— BEGIN Document excerpt —
Academic Activities



ISWS 2019  (30 June - 6 July 2019, Italy)

International Semantic Web Research Summer School

(€970 grant kindly provided by Network Institute - Vrije Universiteit Amsterdam and KNAW Humanities Cluster)

eLex 2019  (1-3 October 2019, Portugal)

Identification of Languages in Linked Open Data: a Case Study of Linguistic Data of French Combining a Diatopic with a Diachronic Perspective

Authors:  Sabine Tittel and Frances Gillis-Webber

23 June 2019

A Model for Language Annotations on the Web

Authors:  Frances Gillis-Webber, Sabine Tittel and C. Maria Keet

Conference:  1st Iberoamerican Knowledge Graphs and Semantic Web Conference (KGSWC 2019)
— END Document excerpt —
— BEGIN Stored data —
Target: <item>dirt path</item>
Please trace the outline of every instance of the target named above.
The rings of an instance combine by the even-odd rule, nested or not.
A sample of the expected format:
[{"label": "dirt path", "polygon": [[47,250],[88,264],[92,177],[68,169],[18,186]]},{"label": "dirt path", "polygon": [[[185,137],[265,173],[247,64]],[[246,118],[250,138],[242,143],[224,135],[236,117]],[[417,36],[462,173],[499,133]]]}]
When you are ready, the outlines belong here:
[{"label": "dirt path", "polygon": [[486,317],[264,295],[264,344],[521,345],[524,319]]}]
— END Stored data —
— BEGIN Stored data —
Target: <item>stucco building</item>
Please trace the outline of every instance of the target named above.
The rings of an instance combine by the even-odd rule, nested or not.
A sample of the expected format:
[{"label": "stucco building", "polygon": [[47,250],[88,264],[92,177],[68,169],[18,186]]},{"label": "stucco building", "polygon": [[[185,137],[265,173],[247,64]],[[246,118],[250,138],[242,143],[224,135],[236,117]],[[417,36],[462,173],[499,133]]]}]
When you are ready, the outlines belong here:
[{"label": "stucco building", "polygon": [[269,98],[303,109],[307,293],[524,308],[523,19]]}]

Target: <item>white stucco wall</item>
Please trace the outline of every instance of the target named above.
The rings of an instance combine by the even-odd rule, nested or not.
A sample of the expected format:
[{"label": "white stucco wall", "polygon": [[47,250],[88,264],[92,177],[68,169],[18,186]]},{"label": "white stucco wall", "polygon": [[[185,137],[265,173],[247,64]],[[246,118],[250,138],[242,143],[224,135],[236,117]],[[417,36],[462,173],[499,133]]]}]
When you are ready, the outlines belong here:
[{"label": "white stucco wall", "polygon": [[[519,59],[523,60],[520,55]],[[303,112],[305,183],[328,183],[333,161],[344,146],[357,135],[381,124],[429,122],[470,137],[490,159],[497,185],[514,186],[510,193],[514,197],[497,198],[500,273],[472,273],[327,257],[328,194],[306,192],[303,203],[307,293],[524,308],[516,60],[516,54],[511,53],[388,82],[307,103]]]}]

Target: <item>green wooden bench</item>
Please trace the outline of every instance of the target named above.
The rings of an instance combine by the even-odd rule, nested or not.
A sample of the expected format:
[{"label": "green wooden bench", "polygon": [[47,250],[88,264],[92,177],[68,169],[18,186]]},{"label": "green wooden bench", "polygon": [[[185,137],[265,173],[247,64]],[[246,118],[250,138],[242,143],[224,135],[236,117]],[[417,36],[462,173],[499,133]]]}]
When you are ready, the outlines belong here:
— END Stored data —
— BEGIN Stored data —
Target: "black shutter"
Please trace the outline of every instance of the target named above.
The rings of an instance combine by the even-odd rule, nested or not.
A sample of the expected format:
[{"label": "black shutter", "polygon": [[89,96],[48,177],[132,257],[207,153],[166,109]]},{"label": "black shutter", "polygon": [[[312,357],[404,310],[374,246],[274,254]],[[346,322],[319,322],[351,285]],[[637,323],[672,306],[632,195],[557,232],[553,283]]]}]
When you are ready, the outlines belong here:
— END Stored data —
→ Required tasks:
A) State how many lines of the listing contain the word "building", counting only matches with the same case, and reply with the number alone.
B) Pick up the academic activities page after its last line and write the next part.

→ Task-by-task outputs:
A) 3

B)
View: (Communications in Computer and Information Science 2019, 1029)  |  SUPPLEMENTARY MATERIAL


Several annotation models have been proposed to enable a multilingual Semantic Web. Such models hone in on the word and its morphology and assume the language tag and URI comes from external resources. These resources, such as ISO 639 and Glottolog, have limited coverage of the world’s languages and have a very limited thesaurus-like structure at best, which hampers language annotation, hence constraining research in Digital Humanities and other fields. To resolve this ‘outsourced’ task of the current models, we developed a model for representing information about languages, the Model for Language Annotation (MoLA), such that basic language information can be recorded consistently and therewith queried and analyzed as well. This includes the various types of languages, families, and the relations among them. MoLA is formalized in OWL so that it can integrate with Linguistic Linked Data resources. Sufficient coverage of MoLA is demonstrated with the use case of French.

20 - 23 May 2019

The Shortcomings of Language Tags for Linked Data when Modeling Lesser-Known Languages

Authors:  Frances Gillis-Webber and Sabine Tittel

Conference:  2nd Conference on Language, Data and Knowledge (LDK 2019)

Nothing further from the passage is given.